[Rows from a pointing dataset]
__________________________________________________

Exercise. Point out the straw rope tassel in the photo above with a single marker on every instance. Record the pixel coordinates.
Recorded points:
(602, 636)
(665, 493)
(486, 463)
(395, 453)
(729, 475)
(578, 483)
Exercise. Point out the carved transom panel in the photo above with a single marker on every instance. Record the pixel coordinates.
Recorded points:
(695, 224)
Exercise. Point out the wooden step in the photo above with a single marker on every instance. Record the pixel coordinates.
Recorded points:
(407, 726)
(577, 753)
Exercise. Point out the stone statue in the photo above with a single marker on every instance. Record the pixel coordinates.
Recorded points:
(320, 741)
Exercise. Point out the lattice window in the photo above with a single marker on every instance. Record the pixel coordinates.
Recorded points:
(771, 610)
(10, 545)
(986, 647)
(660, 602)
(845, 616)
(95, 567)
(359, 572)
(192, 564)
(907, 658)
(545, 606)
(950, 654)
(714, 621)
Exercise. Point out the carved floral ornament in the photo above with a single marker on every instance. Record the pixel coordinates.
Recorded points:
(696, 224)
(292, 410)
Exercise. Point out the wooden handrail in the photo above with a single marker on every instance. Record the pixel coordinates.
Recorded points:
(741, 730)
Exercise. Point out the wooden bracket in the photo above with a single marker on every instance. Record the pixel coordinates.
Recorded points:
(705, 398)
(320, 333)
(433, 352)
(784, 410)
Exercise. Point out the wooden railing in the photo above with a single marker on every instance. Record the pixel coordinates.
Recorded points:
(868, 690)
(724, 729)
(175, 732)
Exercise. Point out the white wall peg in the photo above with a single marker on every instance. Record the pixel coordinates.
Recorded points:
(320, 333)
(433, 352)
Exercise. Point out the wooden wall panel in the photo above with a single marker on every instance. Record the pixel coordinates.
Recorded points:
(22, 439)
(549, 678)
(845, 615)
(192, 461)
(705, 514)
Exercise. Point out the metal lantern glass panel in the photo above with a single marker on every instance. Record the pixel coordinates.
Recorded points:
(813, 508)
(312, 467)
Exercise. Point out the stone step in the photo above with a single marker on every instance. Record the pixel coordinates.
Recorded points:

__________________________________________________

● Exercise objective: Set down all of the records shown above once more, exactly.

● Answer to this task:
Exercise. Point out the straw rope tassel in the photo above with a single marker on every instance. Record the pixel coordinates.
Recorded points:
(602, 636)
(665, 493)
(486, 463)
(395, 453)
(729, 475)
(578, 483)
Exercise. Point out the carved transom panel in the photo above with a single marker on every instance. Record the pixel coordinates.
Recorded points:
(695, 224)
Exercise. Point out the wooden step in the photo above with a single marker on every instance. Record the pixel coordinates.
Recorded points:
(407, 726)
(577, 753)
Exercise. Point out the stone statue in the photo above with a single marker on every instance. Record the pixel coordinates.
Recorded points:
(320, 741)
Exercise. Point out the lattice window in the photo above with a single marker on every instance. Record the pixel coordinates.
Recorded points:
(771, 610)
(10, 545)
(986, 647)
(660, 602)
(845, 616)
(95, 567)
(359, 572)
(192, 564)
(907, 658)
(545, 606)
(950, 654)
(714, 621)
Exercise. Point out the carved floral ornament in the photo above with a single marker on every instance. Record the pixel coordinates.
Recorded points:
(696, 224)
(292, 410)
Exercise. Point out the wooden handrail in the photo above with a single marker on every instance. Record the pixel coordinates.
Recorded points:
(741, 730)
Exercise. Point out the wooden bracket in the photo above with a single marker on every instance. Record the pixel coordinates.
Recorded points:
(705, 398)
(320, 333)
(433, 352)
(784, 410)
Exercise. Point out the wooden railing in the photo above with a single marker on every instance. Record the pixel coordinates.
Recorded points:
(868, 690)
(724, 729)
(175, 732)
Exercise. Point out the white wall peg in the photo above with a single marker on every instance. Record the pixel coordinates.
Recorded points:
(320, 333)
(433, 352)
Exercise. Point out the wooden wall panel in the photo above with a single marker on every instance. Record the pixel coordinates.
Recorded points:
(22, 439)
(549, 678)
(845, 615)
(192, 461)
(705, 514)
Exercise. Point out the metal lantern glass panel in the photo above with a single marker on every instance. Record the pixel coordinates.
Recorded points:
(813, 508)
(312, 467)
Exercise. Point out the stone step in the photo above with a single marker on every instance. Record the pixel coordinates.
Recorded points:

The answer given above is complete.